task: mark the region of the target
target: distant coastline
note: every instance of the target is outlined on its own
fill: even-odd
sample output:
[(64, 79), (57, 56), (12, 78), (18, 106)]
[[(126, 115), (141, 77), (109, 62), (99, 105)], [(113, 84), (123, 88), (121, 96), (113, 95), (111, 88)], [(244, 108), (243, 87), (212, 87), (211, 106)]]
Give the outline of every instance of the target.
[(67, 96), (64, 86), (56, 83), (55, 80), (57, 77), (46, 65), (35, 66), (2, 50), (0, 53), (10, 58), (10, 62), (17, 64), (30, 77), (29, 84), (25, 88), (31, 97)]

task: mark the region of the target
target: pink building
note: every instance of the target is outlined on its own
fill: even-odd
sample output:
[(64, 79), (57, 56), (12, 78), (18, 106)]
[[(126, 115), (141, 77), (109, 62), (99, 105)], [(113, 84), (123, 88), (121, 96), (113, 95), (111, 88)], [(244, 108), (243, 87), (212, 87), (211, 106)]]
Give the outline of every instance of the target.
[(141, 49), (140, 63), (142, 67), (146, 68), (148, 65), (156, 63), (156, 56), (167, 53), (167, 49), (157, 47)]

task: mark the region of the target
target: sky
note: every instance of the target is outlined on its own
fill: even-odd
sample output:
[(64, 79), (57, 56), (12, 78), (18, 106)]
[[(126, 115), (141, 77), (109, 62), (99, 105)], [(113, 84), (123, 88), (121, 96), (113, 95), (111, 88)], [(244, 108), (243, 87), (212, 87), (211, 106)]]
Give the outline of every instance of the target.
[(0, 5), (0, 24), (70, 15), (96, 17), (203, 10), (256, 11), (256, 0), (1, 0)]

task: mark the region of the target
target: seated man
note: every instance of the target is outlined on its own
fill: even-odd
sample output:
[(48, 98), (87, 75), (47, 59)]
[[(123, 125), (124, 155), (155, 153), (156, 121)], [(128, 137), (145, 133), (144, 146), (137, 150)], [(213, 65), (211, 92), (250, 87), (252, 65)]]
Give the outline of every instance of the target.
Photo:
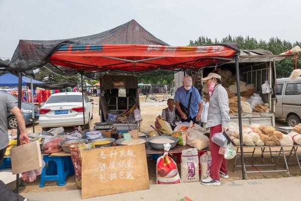
[(175, 113), (176, 109), (175, 108), (174, 99), (169, 98), (167, 100), (167, 105), (168, 107), (162, 110), (162, 119), (169, 123), (172, 126), (172, 128), (174, 130), (176, 127), (175, 122), (178, 120), (178, 117)]

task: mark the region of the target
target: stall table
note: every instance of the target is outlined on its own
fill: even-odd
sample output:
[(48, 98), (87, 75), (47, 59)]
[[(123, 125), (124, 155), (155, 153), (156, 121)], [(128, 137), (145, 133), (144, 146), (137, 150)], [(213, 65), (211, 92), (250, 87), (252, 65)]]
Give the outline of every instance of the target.
[[(237, 159), (240, 158), (240, 154), (241, 154), (241, 152), (239, 152), (239, 149), (240, 149), (240, 147), (239, 146), (236, 146), (234, 145), (233, 145), (233, 146), (234, 147), (236, 147), (237, 148), (236, 149), (236, 153), (237, 153), (237, 155), (234, 158), (234, 162), (233, 163), (233, 171), (234, 172), (234, 169), (236, 167), (241, 167), (242, 165), (236, 165), (236, 161), (237, 161)], [(296, 153), (298, 147), (299, 147), (300, 146), (301, 146), (301, 145), (296, 145), (296, 144), (294, 144), (293, 145), (292, 145), (292, 146), (244, 146), (243, 147), (244, 149), (245, 149), (245, 148), (253, 148), (253, 149), (252, 152), (244, 152), (244, 153), (252, 153), (251, 156), (244, 157), (244, 158), (255, 158), (255, 157), (254, 156), (254, 153), (255, 151), (255, 149), (256, 148), (259, 148), (261, 150), (261, 155), (260, 155), (260, 157), (262, 158), (263, 159), (263, 164), (250, 164), (250, 165), (245, 164), (244, 166), (243, 165), (242, 167), (245, 170), (246, 178), (247, 178), (247, 173), (248, 173), (287, 172), (288, 173), (288, 174), (290, 175), (289, 170), (288, 169), (288, 164), (298, 164), (298, 165), (299, 166), (299, 168), (300, 168), (300, 170), (301, 171), (301, 165), (300, 164), (300, 161), (299, 161), (298, 155)], [(291, 148), (291, 149), (290, 151), (285, 151), (284, 150), (284, 149), (285, 148)], [(271, 150), (271, 148), (279, 149), (279, 150), (278, 150), (278, 151), (272, 151)], [(263, 154), (264, 153), (264, 151), (266, 149), (268, 149), (269, 150), (269, 152), (270, 157), (271, 161), (271, 163), (270, 163), (270, 164), (266, 164), (265, 162), (265, 161), (264, 161)], [(286, 156), (286, 155), (285, 155), (285, 152), (289, 152), (289, 154), (288, 156)], [(274, 163), (274, 161), (273, 160), (273, 156), (272, 155), (272, 152), (278, 153), (278, 156), (277, 156), (277, 161), (275, 163)], [(287, 162), (289, 157), (291, 156), (294, 156), (296, 157), (296, 159), (297, 160), (297, 162), (290, 163), (288, 163)], [(283, 157), (283, 159), (284, 161), (284, 163), (285, 163), (284, 169), (276, 170), (276, 168), (277, 167), (277, 165), (278, 164), (279, 160), (281, 157)], [(269, 167), (269, 166), (273, 168), (271, 169), (268, 169), (267, 170), (259, 170), (256, 167)], [(246, 170), (245, 170), (246, 167), (253, 167), (255, 169), (256, 169), (256, 171), (246, 171)]]

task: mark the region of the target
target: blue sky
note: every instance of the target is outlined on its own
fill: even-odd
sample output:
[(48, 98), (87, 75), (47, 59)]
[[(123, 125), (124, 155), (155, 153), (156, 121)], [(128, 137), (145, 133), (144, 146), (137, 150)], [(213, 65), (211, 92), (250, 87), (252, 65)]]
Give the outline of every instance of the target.
[(11, 57), (20, 39), (89, 35), (131, 19), (174, 46), (229, 34), (300, 41), (300, 8), (298, 0), (0, 0), (0, 57)]

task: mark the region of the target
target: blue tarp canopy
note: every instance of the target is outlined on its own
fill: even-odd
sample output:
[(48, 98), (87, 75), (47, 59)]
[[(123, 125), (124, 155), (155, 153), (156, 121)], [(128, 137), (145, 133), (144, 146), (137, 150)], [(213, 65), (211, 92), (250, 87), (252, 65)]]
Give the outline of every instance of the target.
[[(17, 76), (11, 73), (6, 73), (0, 76), (0, 86), (18, 86), (18, 78)], [(34, 84), (43, 84), (44, 83), (44, 82), (33, 79), (33, 83)], [(27, 83), (30, 83), (30, 78), (24, 76), (22, 76), (22, 86), (25, 86)]]

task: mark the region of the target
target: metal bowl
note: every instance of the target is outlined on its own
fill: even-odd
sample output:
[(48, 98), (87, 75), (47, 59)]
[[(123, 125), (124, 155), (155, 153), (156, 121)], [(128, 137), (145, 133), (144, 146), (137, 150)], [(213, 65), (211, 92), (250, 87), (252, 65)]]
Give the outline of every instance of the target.
[(94, 144), (96, 142), (109, 141), (109, 142), (110, 142), (109, 143), (105, 144), (103, 144), (103, 145), (94, 145), (94, 146), (95, 146), (95, 148), (100, 148), (100, 147), (111, 147), (112, 145), (113, 145), (113, 143), (114, 143), (114, 142), (115, 142), (115, 140), (114, 138), (98, 138), (98, 139), (95, 139), (94, 140), (90, 140), (88, 142), (88, 143)]
[(164, 143), (159, 144), (159, 143), (154, 143), (150, 141), (152, 140), (154, 140), (154, 139), (158, 139), (158, 138), (168, 138), (171, 140), (173, 140), (175, 141), (175, 142), (170, 143), (171, 144), (171, 149), (174, 148), (176, 145), (177, 145), (177, 143), (179, 141), (179, 139), (178, 138), (176, 138), (175, 137), (172, 136), (158, 136), (158, 137), (152, 137), (150, 138), (147, 138), (147, 142), (149, 143), (149, 145), (152, 147), (152, 148), (154, 149), (157, 149), (158, 150), (164, 150)]
[[(146, 142), (147, 142), (147, 140), (145, 138), (139, 137), (139, 139), (143, 139), (143, 140), (145, 140), (145, 142), (144, 143), (142, 143), (142, 144), (145, 144)], [(123, 144), (121, 144), (121, 143), (122, 142), (123, 142), (124, 141), (124, 138), (119, 138), (116, 141), (116, 143), (117, 144), (117, 145), (124, 146), (125, 145), (123, 145)]]
[(66, 140), (64, 142), (61, 142), (59, 143), (59, 145), (62, 147), (63, 151), (66, 153), (70, 153), (70, 146), (64, 146), (64, 145), (68, 144), (85, 144), (88, 142), (88, 140), (85, 139), (79, 139), (78, 140)]

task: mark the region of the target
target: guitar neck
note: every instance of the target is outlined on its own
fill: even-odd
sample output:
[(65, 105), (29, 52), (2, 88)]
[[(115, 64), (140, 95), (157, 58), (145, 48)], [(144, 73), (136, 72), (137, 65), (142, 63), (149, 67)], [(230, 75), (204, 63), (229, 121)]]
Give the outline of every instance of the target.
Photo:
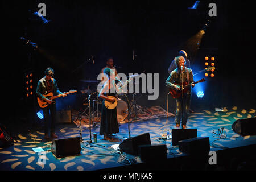
[[(196, 85), (196, 84), (198, 84), (199, 82), (199, 81), (196, 81), (196, 82), (194, 82), (194, 84)], [(191, 84), (188, 84), (188, 85), (187, 85), (183, 86), (183, 88), (185, 89), (185, 88), (187, 88), (187, 87), (188, 87), (188, 86), (191, 86)]]
[[(63, 93), (65, 93), (65, 94), (67, 95), (67, 94), (70, 94), (71, 92), (64, 92)], [(51, 98), (51, 100), (53, 100), (53, 99), (55, 99), (55, 98), (57, 98), (62, 97), (62, 94), (59, 94), (59, 95), (57, 95), (57, 96), (55, 96), (52, 97)]]

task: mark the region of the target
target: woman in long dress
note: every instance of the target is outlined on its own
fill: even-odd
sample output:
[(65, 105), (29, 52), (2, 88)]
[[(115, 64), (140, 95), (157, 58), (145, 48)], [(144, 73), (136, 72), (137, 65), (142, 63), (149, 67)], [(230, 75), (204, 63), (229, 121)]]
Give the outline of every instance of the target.
[[(101, 122), (100, 129), (100, 135), (104, 135), (104, 140), (114, 140), (112, 135), (119, 132), (119, 126), (117, 121), (117, 107), (113, 109), (107, 109), (104, 104), (105, 100), (114, 103), (114, 98), (108, 98), (107, 96), (115, 96), (115, 89), (118, 89), (115, 83), (115, 74), (112, 74), (112, 71), (109, 68), (105, 68), (104, 73), (108, 76), (108, 80), (105, 82), (98, 97), (103, 99), (101, 110)], [(112, 91), (112, 92), (111, 92)], [(113, 93), (112, 93), (113, 92)]]

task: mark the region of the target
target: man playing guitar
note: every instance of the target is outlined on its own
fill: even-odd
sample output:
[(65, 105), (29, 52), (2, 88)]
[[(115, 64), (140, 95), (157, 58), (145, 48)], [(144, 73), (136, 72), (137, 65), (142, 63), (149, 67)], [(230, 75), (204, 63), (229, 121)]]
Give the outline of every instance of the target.
[(166, 81), (166, 85), (177, 92), (181, 92), (181, 95), (176, 98), (176, 110), (175, 113), (175, 123), (176, 128), (179, 128), (182, 117), (182, 128), (187, 127), (187, 121), (189, 113), (191, 100), (191, 87), (184, 92), (183, 87), (191, 83), (192, 87), (195, 86), (193, 73), (191, 69), (185, 67), (184, 58), (182, 56), (175, 58), (177, 68), (174, 69)]
[(36, 94), (39, 98), (46, 101), (47, 104), (49, 104), (46, 107), (42, 108), (45, 121), (44, 138), (46, 140), (48, 140), (49, 139), (48, 133), (48, 127), (49, 122), (49, 111), (51, 111), (51, 115), (52, 117), (52, 122), (51, 123), (51, 136), (53, 138), (57, 138), (58, 137), (55, 133), (56, 107), (56, 104), (52, 104), (54, 101), (49, 98), (46, 98), (43, 95), (49, 93), (52, 93), (53, 95), (62, 94), (62, 96), (65, 97), (67, 94), (65, 93), (62, 93), (59, 90), (56, 80), (52, 78), (54, 74), (54, 71), (52, 68), (46, 68), (44, 73), (46, 76), (38, 81), (38, 86), (36, 88)]

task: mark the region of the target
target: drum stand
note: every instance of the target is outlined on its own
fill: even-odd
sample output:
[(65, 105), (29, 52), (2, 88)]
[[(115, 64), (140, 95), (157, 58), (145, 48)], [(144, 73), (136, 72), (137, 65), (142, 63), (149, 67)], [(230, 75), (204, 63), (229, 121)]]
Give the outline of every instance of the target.
[(137, 110), (139, 110), (141, 113), (143, 113), (143, 111), (139, 108), (138, 108), (137, 104), (136, 103), (136, 101), (135, 100), (135, 93), (133, 94), (133, 100), (131, 101), (131, 114), (134, 115), (134, 117), (133, 118), (133, 121), (136, 118), (138, 118), (139, 119), (142, 119), (138, 117), (138, 111)]

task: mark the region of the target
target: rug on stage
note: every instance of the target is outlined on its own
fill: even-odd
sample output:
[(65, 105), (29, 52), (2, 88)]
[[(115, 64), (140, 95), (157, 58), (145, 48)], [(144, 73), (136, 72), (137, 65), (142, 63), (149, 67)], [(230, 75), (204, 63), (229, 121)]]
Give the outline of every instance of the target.
[[(164, 109), (158, 106), (152, 106), (150, 108), (144, 108), (143, 107), (137, 105), (134, 109), (136, 110), (136, 114), (134, 114), (133, 110), (131, 111), (130, 122), (142, 121), (151, 119), (156, 119), (167, 117), (167, 112)], [(100, 125), (101, 122), (100, 111), (96, 112), (93, 115), (92, 113), (90, 115), (91, 125)], [(175, 116), (175, 115), (170, 112), (168, 112), (168, 117)], [(118, 122), (120, 123), (128, 122), (127, 114), (125, 115), (118, 115), (119, 118)], [(77, 126), (80, 126), (80, 119), (78, 117), (78, 112), (77, 111), (72, 111), (72, 121)], [(81, 125), (82, 128), (88, 128), (89, 127), (89, 116), (88, 113), (85, 113), (81, 116)]]
[[(160, 110), (159, 107), (156, 111)], [(222, 111), (200, 110), (189, 114), (187, 127), (196, 128), (198, 136), (208, 136), (211, 150), (222, 148), (233, 148), (245, 145), (255, 144), (256, 136), (242, 136), (234, 133), (232, 129), (232, 123), (240, 119), (254, 118), (254, 109), (245, 109), (234, 106), (225, 107)], [(154, 110), (154, 109), (151, 109)], [(158, 113), (159, 114), (159, 113)], [(119, 132), (116, 134), (119, 138), (127, 138), (128, 123), (121, 123)], [(168, 157), (175, 157), (184, 155), (179, 151), (179, 147), (172, 145), (171, 140), (159, 140), (159, 138), (166, 132), (167, 129), (175, 127), (174, 117), (148, 119), (145, 121), (131, 122), (130, 132), (131, 136), (150, 133), (152, 144), (165, 144), (168, 148)], [(23, 127), (23, 126), (20, 126)], [(217, 134), (220, 128), (225, 128), (226, 138), (213, 135)], [(100, 127), (92, 128), (92, 134), (97, 135), (97, 145), (86, 146), (90, 139), (90, 130), (82, 130), (83, 143), (81, 143), (81, 154), (61, 158), (56, 158), (51, 151), (51, 141), (44, 139), (44, 133), (41, 130), (31, 130), (29, 132), (18, 133), (14, 145), (9, 147), (0, 146), (0, 171), (93, 171), (110, 167), (122, 167), (141, 163), (139, 156), (122, 155), (114, 150), (113, 145), (120, 144), (119, 142), (109, 142), (103, 140), (99, 135)], [(55, 132), (59, 139), (79, 137), (79, 127), (75, 124), (57, 125)], [(93, 136), (92, 136), (93, 137)], [(43, 149), (43, 152), (35, 151), (36, 148)]]

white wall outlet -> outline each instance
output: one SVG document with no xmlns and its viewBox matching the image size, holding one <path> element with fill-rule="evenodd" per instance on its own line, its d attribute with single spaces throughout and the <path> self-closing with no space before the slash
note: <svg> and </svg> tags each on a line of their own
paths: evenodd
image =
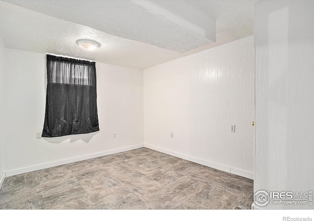
<svg viewBox="0 0 314 221">
<path fill-rule="evenodd" d="M 41 132 L 36 132 L 36 138 L 41 138 Z"/>
</svg>

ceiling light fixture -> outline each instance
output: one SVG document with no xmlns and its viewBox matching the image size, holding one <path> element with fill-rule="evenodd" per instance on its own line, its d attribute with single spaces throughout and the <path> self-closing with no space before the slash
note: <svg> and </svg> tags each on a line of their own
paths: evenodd
<svg viewBox="0 0 314 221">
<path fill-rule="evenodd" d="M 78 39 L 77 44 L 81 48 L 87 50 L 93 50 L 100 47 L 100 43 L 91 39 Z"/>
</svg>

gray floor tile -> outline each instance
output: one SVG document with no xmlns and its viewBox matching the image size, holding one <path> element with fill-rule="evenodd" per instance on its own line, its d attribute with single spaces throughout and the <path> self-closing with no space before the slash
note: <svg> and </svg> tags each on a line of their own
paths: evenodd
<svg viewBox="0 0 314 221">
<path fill-rule="evenodd" d="M 0 209 L 250 209 L 253 181 L 142 148 L 5 178 Z"/>
</svg>

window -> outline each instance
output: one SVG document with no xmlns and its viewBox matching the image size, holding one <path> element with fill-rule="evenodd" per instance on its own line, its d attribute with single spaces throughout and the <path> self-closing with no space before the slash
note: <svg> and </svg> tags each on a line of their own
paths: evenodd
<svg viewBox="0 0 314 221">
<path fill-rule="evenodd" d="M 49 55 L 47 62 L 42 137 L 99 131 L 95 63 Z"/>
</svg>

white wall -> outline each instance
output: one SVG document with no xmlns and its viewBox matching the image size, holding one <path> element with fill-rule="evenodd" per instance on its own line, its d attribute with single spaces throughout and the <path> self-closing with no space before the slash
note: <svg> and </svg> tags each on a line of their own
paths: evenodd
<svg viewBox="0 0 314 221">
<path fill-rule="evenodd" d="M 262 1 L 255 12 L 254 190 L 314 191 L 314 1 Z"/>
<path fill-rule="evenodd" d="M 4 63 L 5 61 L 5 56 L 4 55 L 5 48 L 3 43 L 2 41 L 2 38 L 0 36 L 0 122 L 2 122 L 2 120 L 3 118 L 2 116 L 2 105 L 3 97 L 2 97 L 2 90 L 3 89 L 3 81 L 2 81 L 2 77 L 4 74 Z M 2 137 L 2 129 L 0 128 L 0 188 L 1 188 L 1 182 L 3 182 L 4 179 L 3 172 L 3 148 L 2 147 L 2 140 L 3 138 Z M 2 179 L 1 179 L 2 178 Z"/>
<path fill-rule="evenodd" d="M 6 176 L 143 146 L 142 70 L 97 63 L 100 131 L 36 139 L 45 117 L 46 56 L 5 52 L 0 129 Z"/>
<path fill-rule="evenodd" d="M 144 70 L 145 146 L 253 179 L 253 55 L 250 36 Z"/>
</svg>

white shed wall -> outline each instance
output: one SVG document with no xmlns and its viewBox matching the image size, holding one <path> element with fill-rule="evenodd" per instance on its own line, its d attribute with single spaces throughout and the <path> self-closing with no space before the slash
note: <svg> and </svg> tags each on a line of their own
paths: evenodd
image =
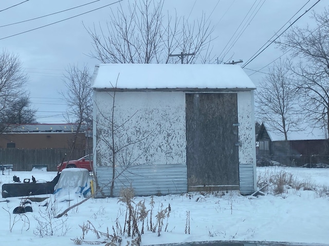
<svg viewBox="0 0 329 246">
<path fill-rule="evenodd" d="M 97 166 L 107 166 L 111 156 L 104 138 L 111 139 L 110 121 L 106 118 L 112 115 L 113 94 L 98 92 L 94 97 L 94 110 L 99 111 L 95 146 L 97 153 L 102 153 Z M 118 153 L 125 162 L 117 165 L 186 164 L 184 92 L 117 92 L 114 104 L 114 122 L 121 126 L 115 133 L 116 148 L 128 145 Z"/>
<path fill-rule="evenodd" d="M 102 183 L 111 179 L 109 172 L 112 173 L 107 171 L 105 173 L 104 171 L 109 165 L 108 160 L 111 157 L 106 141 L 111 140 L 113 95 L 113 92 L 94 91 L 94 146 L 96 153 L 94 161 L 96 172 L 98 168 L 100 171 L 97 173 L 99 181 Z M 257 188 L 253 100 L 253 91 L 237 92 L 240 190 L 245 194 L 250 194 Z M 118 154 L 118 161 L 121 162 L 117 162 L 117 166 L 168 165 L 168 167 L 173 168 L 173 165 L 176 164 L 178 169 L 186 167 L 185 92 L 117 92 L 114 104 L 114 122 L 117 128 L 120 126 L 115 134 L 115 148 L 119 149 L 126 146 Z M 163 171 L 163 169 L 150 170 Z M 186 177 L 186 180 L 180 184 L 178 190 L 179 192 L 185 189 L 187 191 L 186 172 L 180 173 L 182 177 Z M 168 185 L 164 182 L 163 187 L 157 187 L 157 190 L 163 191 L 164 188 L 178 190 L 177 185 L 171 188 Z M 150 187 L 148 191 L 153 192 L 153 187 Z"/>
<path fill-rule="evenodd" d="M 253 91 L 238 92 L 237 119 L 240 124 L 239 141 L 241 144 L 239 148 L 240 190 L 250 194 L 250 191 L 257 189 Z M 241 165 L 244 165 L 246 166 L 241 168 Z"/>
</svg>

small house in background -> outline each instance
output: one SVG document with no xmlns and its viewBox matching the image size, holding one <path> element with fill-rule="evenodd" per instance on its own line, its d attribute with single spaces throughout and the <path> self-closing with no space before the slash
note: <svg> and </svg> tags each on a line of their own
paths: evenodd
<svg viewBox="0 0 329 246">
<path fill-rule="evenodd" d="M 84 125 L 78 134 L 73 150 L 71 146 L 77 124 L 9 127 L 0 134 L 0 165 L 12 165 L 14 171 L 31 171 L 38 166 L 46 166 L 48 171 L 57 171 L 57 165 L 64 157 L 77 159 L 93 149 L 92 135 Z"/>
<path fill-rule="evenodd" d="M 240 67 L 102 64 L 92 87 L 106 195 L 114 172 L 115 196 L 131 186 L 136 195 L 255 190 L 255 87 Z"/>
<path fill-rule="evenodd" d="M 291 129 L 287 141 L 283 133 L 263 122 L 257 135 L 258 165 L 266 165 L 272 160 L 285 166 L 301 166 L 308 163 L 329 163 L 328 137 L 320 128 L 307 125 L 303 130 Z"/>
<path fill-rule="evenodd" d="M 11 125 L 6 132 L 0 134 L 0 149 L 69 148 L 77 126 L 69 124 Z M 78 134 L 77 148 L 86 148 L 86 127 L 83 126 Z"/>
</svg>

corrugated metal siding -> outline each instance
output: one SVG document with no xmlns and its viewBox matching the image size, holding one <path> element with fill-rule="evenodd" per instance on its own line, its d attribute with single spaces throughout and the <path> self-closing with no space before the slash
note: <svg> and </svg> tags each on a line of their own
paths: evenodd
□ □ □ □ □
• **Written problem**
Take the line in which "corrugated metal siding" occurs and each subsequent line through the end; give these lines again without alteration.

• **Expected answer**
corrugated metal siding -> outline each instance
output: one SVG document with no xmlns and its viewBox matching the image size, holding one <path> element with fill-rule="evenodd" per instance on its own line, its d attribute with single spaces throughout and the <path> self-closing with no space before the slash
note: <svg> and </svg> tags each on a line of their own
paths: evenodd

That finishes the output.